The private sector provides 70 percent of the country’s healthcare services. However, it is largely unregulated. Further, very few PPP models of excellence have evolved in the last 70 years. While the private sector can duly help on various fronts like COVID testing, critical care beds, ventilators, manpower, treatment, and PPEs among other aspects, the action on the ground was somewhat wanting. There is evidence of patients expressing unhappiness over high costs of treatment in the private sector. This public-private participation should be undertaken in a more mission mode basis with dedicated financing and governance reforms associated. For ~3.2 beneficiaries of CGHS and 550,000 of ECHS, bills of over `1,000 crore remain pending. An immediate case in reform is the release of pending dues from the private sector to bridge the trust deficit. COVID presents an opportunity for the government to rekindle discussions about Universal Health Coverage and strengthen accountability and the relationship between public authorities and private providers. Instead of forcing the private sector, there can be a formulation of a stable policy-based strategy to get the private sector on board.

The performance of some of the health insurance schemes also needs to be improved. For example, ESI, with ~130 million beneficiaries, had only ~2400 isolation beds, 550 ICU/HDU beds, and 200 ventilators for COVID management. Further, there is a lack of uniformity about the pandemic in India across states in almost every healthcare metric. There are variations across state government policies on bed management, therapeutic management, data management, private hospital contracting management, and management of payments/reimbursements.

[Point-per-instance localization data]
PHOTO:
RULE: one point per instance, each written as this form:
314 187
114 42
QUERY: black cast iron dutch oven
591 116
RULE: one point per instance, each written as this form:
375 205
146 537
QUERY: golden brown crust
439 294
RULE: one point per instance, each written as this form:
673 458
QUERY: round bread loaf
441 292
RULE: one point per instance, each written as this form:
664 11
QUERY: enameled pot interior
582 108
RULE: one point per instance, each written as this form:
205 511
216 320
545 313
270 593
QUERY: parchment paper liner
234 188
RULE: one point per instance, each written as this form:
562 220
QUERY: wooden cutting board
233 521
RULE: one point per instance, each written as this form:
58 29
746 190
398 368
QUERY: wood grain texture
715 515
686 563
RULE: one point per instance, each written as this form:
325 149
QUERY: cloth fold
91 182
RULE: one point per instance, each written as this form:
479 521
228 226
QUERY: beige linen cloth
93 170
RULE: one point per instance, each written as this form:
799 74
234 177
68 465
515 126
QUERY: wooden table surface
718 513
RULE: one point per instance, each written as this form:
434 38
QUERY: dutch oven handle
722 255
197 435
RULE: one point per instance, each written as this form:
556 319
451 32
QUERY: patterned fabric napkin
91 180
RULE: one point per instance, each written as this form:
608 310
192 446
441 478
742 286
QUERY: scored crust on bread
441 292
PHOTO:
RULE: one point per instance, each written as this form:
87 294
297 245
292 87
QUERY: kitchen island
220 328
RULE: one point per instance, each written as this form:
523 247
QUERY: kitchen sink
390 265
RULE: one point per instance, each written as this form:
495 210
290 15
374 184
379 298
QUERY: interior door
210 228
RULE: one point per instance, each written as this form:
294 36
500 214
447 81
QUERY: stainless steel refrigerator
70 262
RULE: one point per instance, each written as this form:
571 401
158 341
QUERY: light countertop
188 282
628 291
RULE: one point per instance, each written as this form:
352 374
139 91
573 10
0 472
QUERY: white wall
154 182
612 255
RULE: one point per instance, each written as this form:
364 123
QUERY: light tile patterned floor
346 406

Exercise description:
Reproduce the healthcare text from "The performance of" up to and including "management of payments/reimbursements.", swapping "ventilators" for "oxygen concentrators". Work from the text alone.

Answer area:
The performance of some of the health insurance schemes also needs to be improved. For example, ESI, with ~130 million beneficiaries, had only ~2400 isolation beds, 550 ICU/HDU beds, and 200 oxygen concentrators for COVID management. Further, there is a lack of uniformity about the pandemic in India across states in almost every healthcare metric. There are variations across state government policies on bed management, therapeutic management, data management, private hospital contracting management, and management of payments/reimbursements.